— start of Document excerpt —

# Plants for adult Sulcata enclosure (How to establish self-sustaining food source)



## Jenna524 (Mar 31, 2021)

We're preparing our yard for adopting a Sulcata tortoise this summer. We are hoping to add some plants or interest to the yard space. I have access to many good plant choices that are safe for the tortoise. Now I am interested in knowing which plants are safe to keep in the enclosure, verses which plants need to be raised or separated from the tortoise so he doesn't devour it in one day? (How to plant the plants in the enclosure so the tortoise doesn't ruin them--and which plants, when established, are less likely to be ruined in a day.)

For example: We would like to plant a couple of Hibiscus bushes in our Sulcatas pen area. Will he eat them down to the nub? Is it best to surround them with something for protection? Or is this a plant that will one day be able to stand on it's own in the enclosure?

— end of Document excerpt —
— start of Supplied records —

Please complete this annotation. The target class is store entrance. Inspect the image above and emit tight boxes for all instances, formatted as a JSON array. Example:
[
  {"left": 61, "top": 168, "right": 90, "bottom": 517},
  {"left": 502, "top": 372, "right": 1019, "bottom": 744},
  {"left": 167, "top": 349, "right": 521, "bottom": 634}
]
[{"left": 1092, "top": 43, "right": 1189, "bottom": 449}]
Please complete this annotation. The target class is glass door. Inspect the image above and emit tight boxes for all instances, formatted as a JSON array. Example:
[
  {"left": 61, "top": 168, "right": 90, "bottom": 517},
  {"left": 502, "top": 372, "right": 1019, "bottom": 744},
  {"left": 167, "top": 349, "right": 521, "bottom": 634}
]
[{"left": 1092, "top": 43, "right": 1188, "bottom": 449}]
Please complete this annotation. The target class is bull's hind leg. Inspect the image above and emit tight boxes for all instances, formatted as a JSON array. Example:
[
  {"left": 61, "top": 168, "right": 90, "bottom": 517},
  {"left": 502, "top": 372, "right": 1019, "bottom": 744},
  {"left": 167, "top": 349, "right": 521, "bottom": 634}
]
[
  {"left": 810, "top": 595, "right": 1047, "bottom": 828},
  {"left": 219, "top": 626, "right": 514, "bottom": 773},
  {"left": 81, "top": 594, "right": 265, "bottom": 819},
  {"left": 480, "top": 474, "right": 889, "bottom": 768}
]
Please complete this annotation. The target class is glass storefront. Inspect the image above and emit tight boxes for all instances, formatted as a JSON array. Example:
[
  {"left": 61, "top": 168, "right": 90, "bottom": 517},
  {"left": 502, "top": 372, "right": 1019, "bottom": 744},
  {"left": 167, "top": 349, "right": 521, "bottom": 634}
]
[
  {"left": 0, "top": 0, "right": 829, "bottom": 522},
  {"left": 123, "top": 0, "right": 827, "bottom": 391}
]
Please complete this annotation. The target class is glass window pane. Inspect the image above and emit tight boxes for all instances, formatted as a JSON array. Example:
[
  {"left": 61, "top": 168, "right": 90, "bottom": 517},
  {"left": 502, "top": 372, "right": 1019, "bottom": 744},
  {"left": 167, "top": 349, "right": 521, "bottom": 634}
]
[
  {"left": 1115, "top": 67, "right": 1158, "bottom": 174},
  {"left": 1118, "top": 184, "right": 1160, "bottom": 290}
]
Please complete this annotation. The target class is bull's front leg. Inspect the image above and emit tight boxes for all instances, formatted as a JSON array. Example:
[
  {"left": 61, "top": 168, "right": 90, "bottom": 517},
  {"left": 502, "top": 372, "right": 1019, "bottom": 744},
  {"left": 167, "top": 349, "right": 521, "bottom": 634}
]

— end of Supplied records —

* What you need to do
1 - In the Sulcata enclosure post, what plant does the poster want to put in the tortoise's pen?
2 - Write out the Sulcata enclosure post between "# Plants for" and "ruined in a day.)", inclusive.
3 - Continue the Sulcata enclosure post from its last sentence.

* Task answers
1 - A couple of Hibiscus bushes.

2 -
# Plants for adult Sulcata enclosure (How to establish self-sustaining food source)



## Jenna524 (Mar 31, 2021)

We're preparing our yard for adopting a Sulcata tortoise this summer. We are hoping to add some plants or interest to the yard space. I have access to many good plant choices that are safe for the tortoise. Now I am interested in knowing which plants are safe to keep in the enclosure, verses which plants need to be raised or separated from the tortoise so he doesn't devour it in one day? (How to plant the plants in the enclosure so the tortoise doesn't ruin them--and which plants, when established, are less likely to be ruined in a day.)

3 -
Basically, does anyone have recommendations for plants that are tasty and good for the tortoise to eat that I can plant in the enclosure, and they will still flourish? And which plants should I plant that I need to raise high or protect? I'm hoping that we can get some bushes/plants established in the next few months before our adult Sulcata arrives. (I will already have ample grass/lawn available to the tortoise for his main food. I am hoping to plant an abundant supply of other plants to supplement. My hope is to have a yard with self-sustaining plants to reduce need for store purchased food for the tortoise).

Any suggestions along this route are appreciated!

Thanks!


----------



## ZEROPILOT (Mar 31, 2021)

Hibiscus bushes are 100% edible. Stems. Leaves. Flowers.
I reccomend planting several of them outside of the enclosure area.

I don't keep Sulcata. But I would imagine things like Elephant grass can outgrow and outlast a Sulcata and look good and provide cover.


----------



## Chubbs the tegu (Mar 31, 2021)

What size sulcata are we talking?


----------



## Jenna524 (Mar 31, 2021)

Chubbs the tegu said:


> What size sulcata are we talking?


Because it will be adoption, we don’t know for sure yet. The one waiting currently is said to be an adult male. I assume to be around 20 years old. Not sure on size.


----------



## Chubbs the tegu (Mar 31, 2021)

So yeah.. any small plants are gonna be eating down or bulldozed over. What size area do u have?


----------



## Lyn W (Mar 31, 2021)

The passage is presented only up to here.